===== Document text =====
Long story short, effective evaluation indices are not easy to come by for the very reasons we cited earlier. These are questions we defer to the expertise of individuals and institutions interested in radical reformation of Ghanaian journalism to consider. Again, these inquiries may have more in common with overhauling journalism studies in Ghana, a more general concern, than with quantitative considerations such as readership, profitability and circulation, although all three variables are natural outcomes of responsible journalism. Our spotlight is on three institutions: Ghana Institute of Journalism (GIS), School of Communication Studies (University of Ghana), and African University College of Communications (Adabraka). Allied institutions such as the Institute of Public Relations fall under the radar of radical reform, too.

Finally, there are other burning issues aside the effective measurement of “quality” and “impact.” Logistics and infrastructure are paramount to the question of contextual elaboration. Logistical and infrastructural improvements should be taken up across the country to enhance investigational access to the far reaches of the country where a crisis deserving of national attention receives full coverage and reportage, but then again, logistical and infrastructural comforts have links to “quality” and “impact,” although, once again, their qualitative measurability remains in philosophical limbo. Compounding these complexities is the problem of reporting bias or selective reporting. All these facts chip away at the internal vigor and exterior definition of journalistic fairness. Certainly, we would have wished to see serious-minded Ghanaian investigative journalists tactically adopt Anas Aremeyaw Anas’ unconventional trademark of immersion journalism, ideally meant for objectivity, transparency, and verifiability retention in the industry.
===== Dataset content =====
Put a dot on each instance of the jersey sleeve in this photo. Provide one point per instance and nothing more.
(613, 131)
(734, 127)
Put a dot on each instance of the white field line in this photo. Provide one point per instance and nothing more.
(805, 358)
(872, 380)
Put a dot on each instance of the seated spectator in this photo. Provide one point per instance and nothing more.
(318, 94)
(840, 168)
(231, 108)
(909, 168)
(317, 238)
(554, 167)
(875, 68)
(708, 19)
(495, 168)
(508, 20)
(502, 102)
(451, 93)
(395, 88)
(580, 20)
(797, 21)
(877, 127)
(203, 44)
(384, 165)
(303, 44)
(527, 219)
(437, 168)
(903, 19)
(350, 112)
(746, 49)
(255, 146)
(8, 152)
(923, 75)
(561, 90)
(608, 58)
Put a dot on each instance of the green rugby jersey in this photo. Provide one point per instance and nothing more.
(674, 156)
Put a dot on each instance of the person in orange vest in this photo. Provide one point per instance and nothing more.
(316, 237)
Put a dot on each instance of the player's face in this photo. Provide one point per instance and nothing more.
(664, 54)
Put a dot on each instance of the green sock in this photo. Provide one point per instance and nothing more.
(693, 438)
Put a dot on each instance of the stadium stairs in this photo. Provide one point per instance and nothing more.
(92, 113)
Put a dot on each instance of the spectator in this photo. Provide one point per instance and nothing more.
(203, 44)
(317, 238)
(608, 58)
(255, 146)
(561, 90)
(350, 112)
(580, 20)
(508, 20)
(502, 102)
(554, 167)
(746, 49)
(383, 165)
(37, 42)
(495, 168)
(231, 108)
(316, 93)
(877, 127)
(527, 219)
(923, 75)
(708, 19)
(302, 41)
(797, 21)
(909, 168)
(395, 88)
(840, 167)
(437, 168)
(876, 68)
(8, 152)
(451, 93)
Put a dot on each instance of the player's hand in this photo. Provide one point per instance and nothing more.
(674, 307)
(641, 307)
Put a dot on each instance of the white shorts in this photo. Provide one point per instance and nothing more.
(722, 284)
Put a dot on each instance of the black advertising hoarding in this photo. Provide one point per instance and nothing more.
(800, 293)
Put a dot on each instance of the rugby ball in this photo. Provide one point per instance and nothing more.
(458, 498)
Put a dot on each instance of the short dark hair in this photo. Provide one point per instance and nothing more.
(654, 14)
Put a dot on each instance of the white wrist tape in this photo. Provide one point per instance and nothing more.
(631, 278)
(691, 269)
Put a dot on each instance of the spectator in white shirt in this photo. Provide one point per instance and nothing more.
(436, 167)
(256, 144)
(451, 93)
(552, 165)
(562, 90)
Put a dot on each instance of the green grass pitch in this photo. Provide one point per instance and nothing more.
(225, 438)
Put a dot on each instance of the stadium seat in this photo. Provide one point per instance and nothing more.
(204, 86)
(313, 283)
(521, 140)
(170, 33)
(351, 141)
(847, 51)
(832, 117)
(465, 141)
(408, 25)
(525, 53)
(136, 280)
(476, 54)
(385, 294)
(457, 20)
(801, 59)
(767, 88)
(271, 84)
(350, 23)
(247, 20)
=====
===== Dataset content =====
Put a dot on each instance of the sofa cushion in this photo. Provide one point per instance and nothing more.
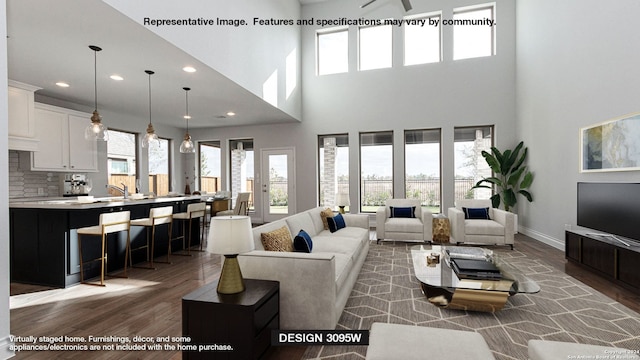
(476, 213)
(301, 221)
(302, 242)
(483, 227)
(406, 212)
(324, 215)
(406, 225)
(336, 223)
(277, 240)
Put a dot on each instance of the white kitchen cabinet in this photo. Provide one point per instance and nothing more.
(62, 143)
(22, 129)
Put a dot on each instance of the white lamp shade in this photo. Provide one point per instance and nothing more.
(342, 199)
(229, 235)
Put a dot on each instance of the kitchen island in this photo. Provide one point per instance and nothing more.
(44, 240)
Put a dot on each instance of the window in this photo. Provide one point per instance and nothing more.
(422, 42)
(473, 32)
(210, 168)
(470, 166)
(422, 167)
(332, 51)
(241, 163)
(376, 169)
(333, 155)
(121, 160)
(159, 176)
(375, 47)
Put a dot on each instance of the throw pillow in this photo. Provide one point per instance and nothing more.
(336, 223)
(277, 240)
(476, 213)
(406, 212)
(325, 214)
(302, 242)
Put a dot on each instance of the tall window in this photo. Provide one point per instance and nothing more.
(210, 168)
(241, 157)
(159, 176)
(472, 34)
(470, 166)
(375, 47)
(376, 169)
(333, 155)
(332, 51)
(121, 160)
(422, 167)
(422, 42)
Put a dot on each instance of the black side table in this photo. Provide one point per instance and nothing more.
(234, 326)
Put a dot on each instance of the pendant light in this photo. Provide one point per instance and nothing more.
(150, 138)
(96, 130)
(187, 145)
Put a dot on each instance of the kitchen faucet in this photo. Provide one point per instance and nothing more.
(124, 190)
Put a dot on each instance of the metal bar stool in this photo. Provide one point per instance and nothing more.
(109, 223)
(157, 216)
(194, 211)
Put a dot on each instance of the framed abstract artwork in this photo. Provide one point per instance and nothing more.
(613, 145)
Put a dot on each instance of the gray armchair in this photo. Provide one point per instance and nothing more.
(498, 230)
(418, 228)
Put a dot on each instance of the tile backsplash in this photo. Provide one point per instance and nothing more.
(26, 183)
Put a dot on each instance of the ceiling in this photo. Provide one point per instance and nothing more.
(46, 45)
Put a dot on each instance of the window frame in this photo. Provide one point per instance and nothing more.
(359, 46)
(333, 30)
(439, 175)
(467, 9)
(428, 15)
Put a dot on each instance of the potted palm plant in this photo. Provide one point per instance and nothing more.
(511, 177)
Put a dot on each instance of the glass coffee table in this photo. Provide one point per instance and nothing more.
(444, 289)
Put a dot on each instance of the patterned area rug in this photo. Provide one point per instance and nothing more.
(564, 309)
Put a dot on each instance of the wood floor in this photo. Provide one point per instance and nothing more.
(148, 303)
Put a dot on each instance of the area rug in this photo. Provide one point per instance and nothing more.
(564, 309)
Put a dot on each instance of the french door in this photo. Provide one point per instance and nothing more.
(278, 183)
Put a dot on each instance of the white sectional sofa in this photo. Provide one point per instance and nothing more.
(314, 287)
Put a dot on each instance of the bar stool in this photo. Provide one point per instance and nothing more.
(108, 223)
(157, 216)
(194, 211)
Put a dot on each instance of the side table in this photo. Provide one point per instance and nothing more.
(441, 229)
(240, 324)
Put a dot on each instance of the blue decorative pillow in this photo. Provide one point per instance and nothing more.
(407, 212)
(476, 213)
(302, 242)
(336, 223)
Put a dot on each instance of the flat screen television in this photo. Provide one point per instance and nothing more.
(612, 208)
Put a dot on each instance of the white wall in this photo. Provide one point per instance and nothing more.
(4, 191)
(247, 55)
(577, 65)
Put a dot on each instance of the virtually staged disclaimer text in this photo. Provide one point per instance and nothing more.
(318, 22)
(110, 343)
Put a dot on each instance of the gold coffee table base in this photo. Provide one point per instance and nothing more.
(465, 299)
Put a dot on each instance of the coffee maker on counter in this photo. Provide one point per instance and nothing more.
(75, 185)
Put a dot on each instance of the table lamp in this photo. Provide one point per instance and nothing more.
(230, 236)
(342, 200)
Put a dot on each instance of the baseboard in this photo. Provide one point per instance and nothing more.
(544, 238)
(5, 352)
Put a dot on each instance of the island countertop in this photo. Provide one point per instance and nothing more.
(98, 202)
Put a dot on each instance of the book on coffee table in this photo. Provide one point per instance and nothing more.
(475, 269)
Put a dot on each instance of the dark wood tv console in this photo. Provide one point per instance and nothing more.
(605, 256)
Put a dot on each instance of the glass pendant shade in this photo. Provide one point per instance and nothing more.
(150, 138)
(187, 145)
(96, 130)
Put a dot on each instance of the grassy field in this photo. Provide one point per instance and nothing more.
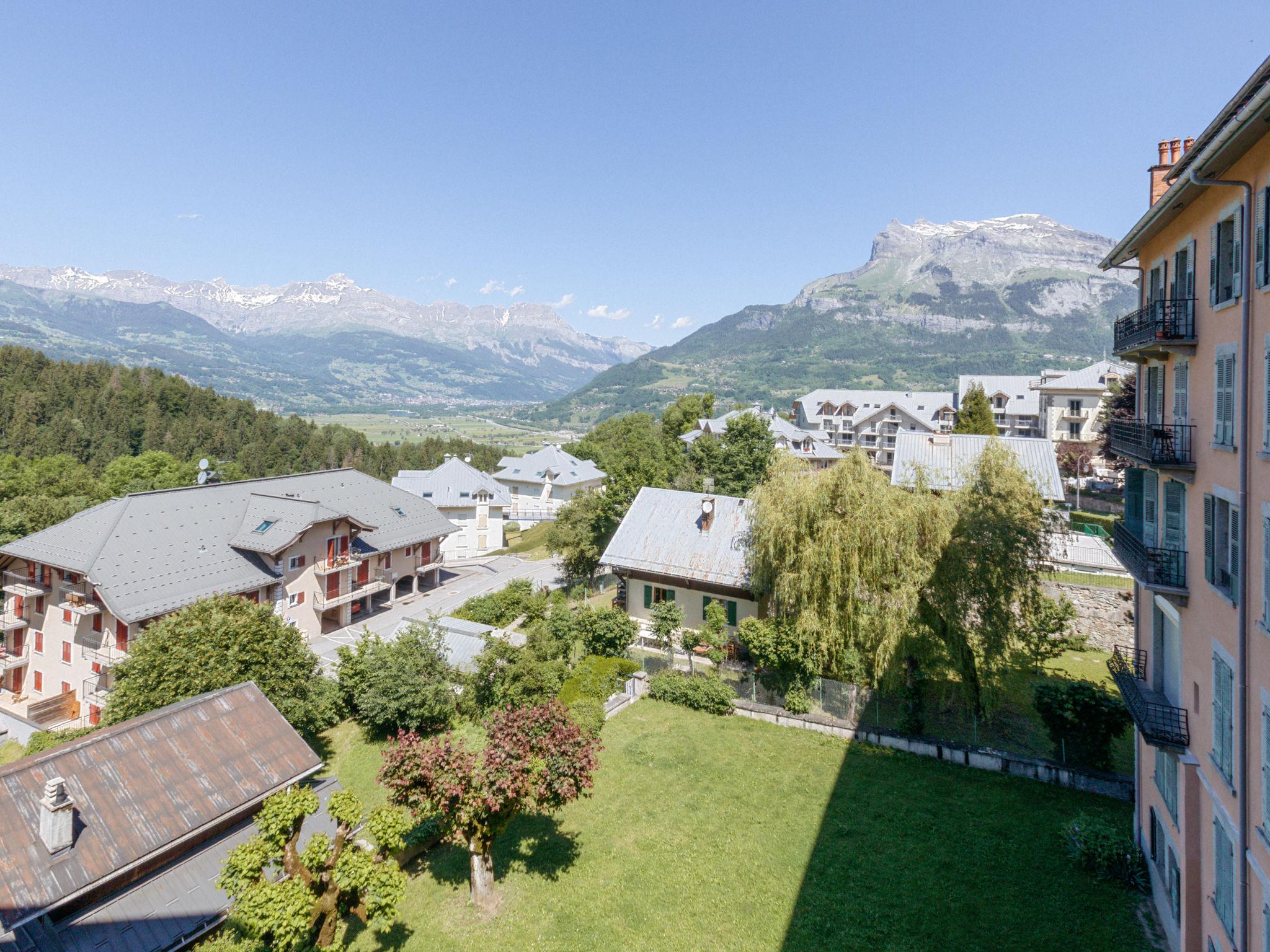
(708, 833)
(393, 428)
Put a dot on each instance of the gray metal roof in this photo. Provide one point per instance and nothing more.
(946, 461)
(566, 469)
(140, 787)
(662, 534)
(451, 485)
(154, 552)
=====
** Things to do **
1. In the passage on Ghanaian journalism, whose trademark of immersion journalism do the authors wish investigative journalists would adopt?
2. Continue the passage on Ghanaian journalism from its last sentence.

** Answers to the exercise **
1. Anas Aremeyaw Anas

2.
The point is not to overemphasize the role of journalistic objectivity in traditional journalism. Objectivity does not exist in any human endeavor. Immersion journalism tends to inject more objectivity into journalism, both in practice and theory, than traditional journalism. Yet, we cannot discount the importance of our central arguments to information warfare and psychological warfare, two controlling, manipulative, and tactical weapons the West has deployed advantageously competitively against the rest of the world in the past five hundred years. Whoever owns information and also monopolizes access to that information has power, real power, as information has always defined power relations between nation-states and among men. Again, the West has realized this and used it so well in a calculating furtherance of its strategic interests.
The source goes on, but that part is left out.